◆ **Goal**
From the items below, pull out every line that contains the string "front". Case matters.

*** Data supplied ***

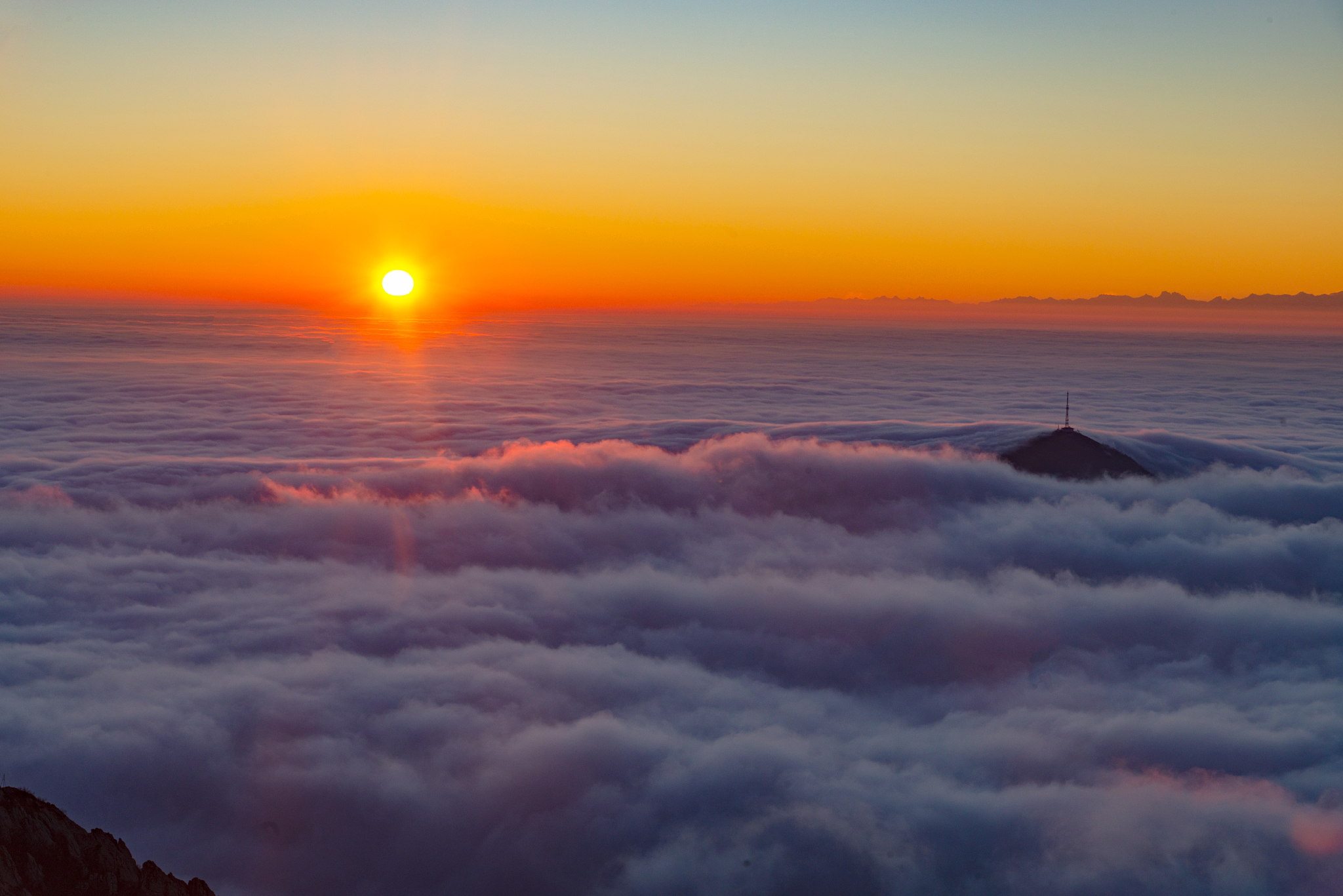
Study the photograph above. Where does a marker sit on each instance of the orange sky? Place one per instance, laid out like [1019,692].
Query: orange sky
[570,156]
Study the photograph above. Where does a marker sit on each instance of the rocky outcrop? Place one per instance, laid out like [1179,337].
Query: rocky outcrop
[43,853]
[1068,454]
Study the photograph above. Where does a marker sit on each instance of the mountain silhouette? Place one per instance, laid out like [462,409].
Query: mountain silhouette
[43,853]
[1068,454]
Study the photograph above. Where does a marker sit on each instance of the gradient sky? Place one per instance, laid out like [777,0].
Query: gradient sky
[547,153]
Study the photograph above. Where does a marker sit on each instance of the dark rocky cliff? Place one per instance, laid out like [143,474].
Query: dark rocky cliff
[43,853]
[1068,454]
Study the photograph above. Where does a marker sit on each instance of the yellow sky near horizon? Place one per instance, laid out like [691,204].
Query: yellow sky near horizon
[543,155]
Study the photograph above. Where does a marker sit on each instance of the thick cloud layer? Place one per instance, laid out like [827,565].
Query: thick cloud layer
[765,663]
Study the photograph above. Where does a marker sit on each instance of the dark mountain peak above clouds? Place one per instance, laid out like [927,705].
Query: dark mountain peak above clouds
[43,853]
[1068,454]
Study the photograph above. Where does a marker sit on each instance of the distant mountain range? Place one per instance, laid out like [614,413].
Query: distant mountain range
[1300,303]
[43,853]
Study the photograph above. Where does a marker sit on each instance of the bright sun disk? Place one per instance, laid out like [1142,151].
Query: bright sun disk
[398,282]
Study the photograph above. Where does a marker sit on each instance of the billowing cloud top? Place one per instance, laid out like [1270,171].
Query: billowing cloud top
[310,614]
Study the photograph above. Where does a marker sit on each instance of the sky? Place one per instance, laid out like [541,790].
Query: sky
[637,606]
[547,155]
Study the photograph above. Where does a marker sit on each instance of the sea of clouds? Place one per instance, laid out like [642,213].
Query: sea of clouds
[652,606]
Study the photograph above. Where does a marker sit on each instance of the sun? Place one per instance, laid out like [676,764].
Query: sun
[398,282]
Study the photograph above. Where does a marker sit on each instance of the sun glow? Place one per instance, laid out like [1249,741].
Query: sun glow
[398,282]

***
*** Data supplied ***

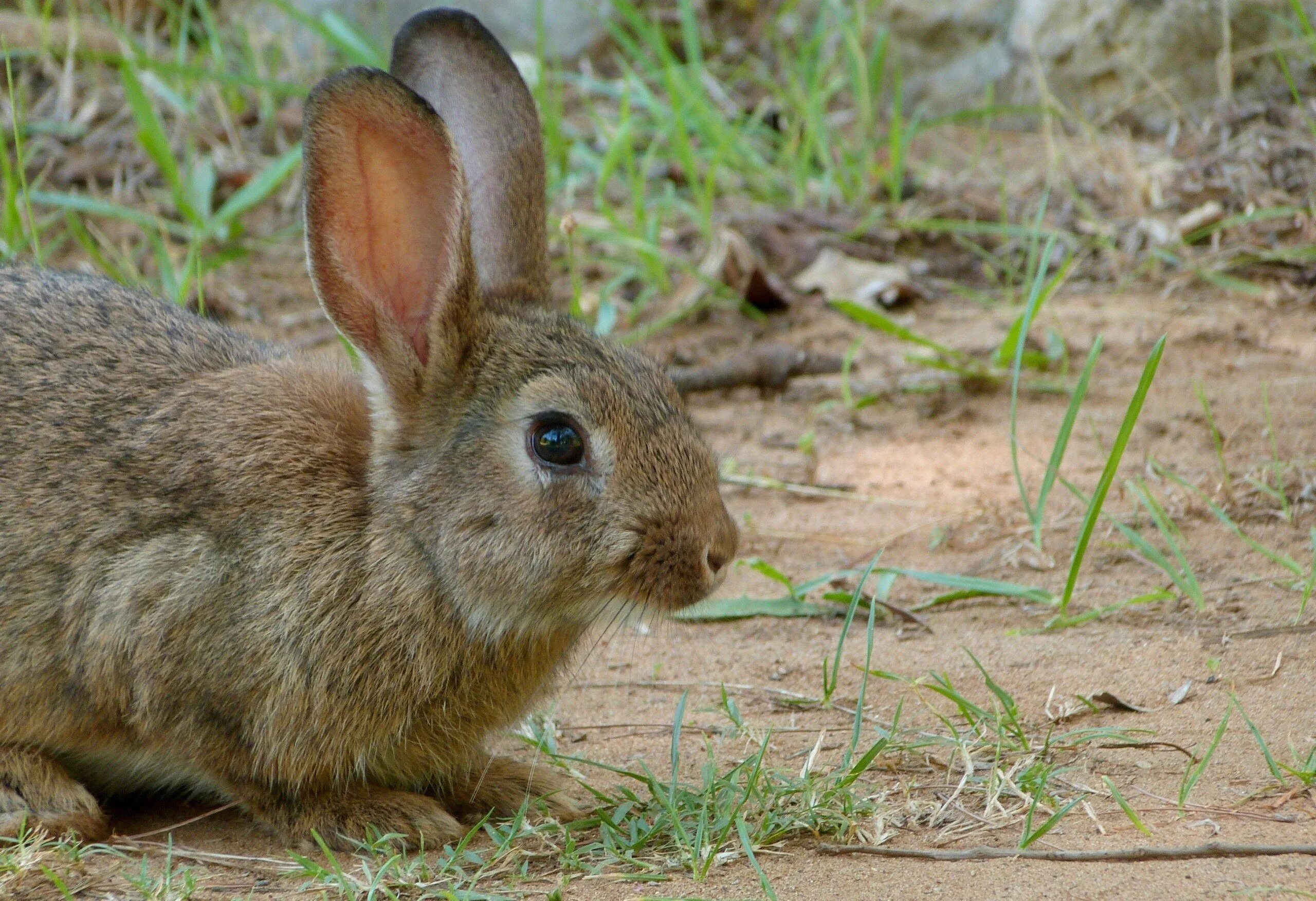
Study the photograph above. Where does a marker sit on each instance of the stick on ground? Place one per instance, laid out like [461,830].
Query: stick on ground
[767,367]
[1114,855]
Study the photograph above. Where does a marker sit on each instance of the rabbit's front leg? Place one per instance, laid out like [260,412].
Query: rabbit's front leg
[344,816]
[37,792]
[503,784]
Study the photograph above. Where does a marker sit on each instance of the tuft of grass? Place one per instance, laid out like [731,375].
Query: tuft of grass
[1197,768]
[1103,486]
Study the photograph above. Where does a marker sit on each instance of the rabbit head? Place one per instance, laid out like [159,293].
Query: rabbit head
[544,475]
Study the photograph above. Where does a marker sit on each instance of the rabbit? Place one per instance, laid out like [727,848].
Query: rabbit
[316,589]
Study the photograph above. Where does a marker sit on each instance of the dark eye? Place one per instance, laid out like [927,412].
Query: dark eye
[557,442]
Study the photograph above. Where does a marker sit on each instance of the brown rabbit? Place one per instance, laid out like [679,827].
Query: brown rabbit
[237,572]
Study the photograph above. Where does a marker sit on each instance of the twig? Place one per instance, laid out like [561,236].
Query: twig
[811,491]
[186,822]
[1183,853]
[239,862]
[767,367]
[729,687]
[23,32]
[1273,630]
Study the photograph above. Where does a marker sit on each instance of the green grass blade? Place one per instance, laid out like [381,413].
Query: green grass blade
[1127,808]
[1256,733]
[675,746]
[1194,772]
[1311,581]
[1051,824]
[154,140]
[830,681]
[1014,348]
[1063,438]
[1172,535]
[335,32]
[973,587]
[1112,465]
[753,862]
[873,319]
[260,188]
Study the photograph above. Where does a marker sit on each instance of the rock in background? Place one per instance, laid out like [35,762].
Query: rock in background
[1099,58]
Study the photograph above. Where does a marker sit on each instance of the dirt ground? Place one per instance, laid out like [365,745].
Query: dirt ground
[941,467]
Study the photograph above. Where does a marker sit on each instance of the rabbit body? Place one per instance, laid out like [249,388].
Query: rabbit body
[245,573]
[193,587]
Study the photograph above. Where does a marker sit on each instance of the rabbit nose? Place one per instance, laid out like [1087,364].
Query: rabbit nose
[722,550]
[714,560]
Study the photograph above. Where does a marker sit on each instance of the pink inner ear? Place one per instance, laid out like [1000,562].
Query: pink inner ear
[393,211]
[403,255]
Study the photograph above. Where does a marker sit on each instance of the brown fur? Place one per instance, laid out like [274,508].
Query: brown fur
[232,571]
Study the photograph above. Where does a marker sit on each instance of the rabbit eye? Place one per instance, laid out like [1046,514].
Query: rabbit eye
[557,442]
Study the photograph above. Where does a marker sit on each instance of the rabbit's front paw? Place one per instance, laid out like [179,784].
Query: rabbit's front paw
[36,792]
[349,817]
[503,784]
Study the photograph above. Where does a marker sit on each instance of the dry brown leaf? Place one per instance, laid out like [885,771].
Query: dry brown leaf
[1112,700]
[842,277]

***
*** Data supplied ***

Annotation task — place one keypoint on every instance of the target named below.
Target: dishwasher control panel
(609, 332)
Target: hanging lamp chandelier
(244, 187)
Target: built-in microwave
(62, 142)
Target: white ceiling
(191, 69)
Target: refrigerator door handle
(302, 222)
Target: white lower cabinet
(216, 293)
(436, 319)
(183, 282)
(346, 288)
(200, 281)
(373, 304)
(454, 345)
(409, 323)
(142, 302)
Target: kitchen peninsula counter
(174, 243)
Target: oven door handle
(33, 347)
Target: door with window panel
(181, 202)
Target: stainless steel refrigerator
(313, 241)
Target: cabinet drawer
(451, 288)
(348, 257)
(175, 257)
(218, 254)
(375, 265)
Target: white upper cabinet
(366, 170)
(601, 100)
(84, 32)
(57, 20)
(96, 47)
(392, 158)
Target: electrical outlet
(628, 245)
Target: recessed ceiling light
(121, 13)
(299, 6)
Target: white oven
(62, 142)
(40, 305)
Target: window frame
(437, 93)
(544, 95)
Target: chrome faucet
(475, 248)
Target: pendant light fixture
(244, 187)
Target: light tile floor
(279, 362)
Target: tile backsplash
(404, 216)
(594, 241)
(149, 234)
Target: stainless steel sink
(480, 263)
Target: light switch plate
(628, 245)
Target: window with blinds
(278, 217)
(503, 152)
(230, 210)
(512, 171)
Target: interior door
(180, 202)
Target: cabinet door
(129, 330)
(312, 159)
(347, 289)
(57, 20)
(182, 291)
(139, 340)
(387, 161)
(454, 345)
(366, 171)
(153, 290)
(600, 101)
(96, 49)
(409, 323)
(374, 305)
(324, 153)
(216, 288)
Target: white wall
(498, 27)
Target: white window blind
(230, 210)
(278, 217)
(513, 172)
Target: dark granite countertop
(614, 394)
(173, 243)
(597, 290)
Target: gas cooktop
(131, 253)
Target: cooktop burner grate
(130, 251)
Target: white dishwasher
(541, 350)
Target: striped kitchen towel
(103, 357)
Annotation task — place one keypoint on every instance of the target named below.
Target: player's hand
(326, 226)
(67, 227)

***

◆ **Solution for this exercise**
Study the photograph above. Where does a marker sit on each instance of the rabbit's front leg? Place one per instance, laid out like [260,412].
Query: rabbit's front leg
Study the photograph above. Where does a marker sit on each instance of the rabbit's front paw? Place one per instance, laid out like [179,784].
Query: rabbit's front paw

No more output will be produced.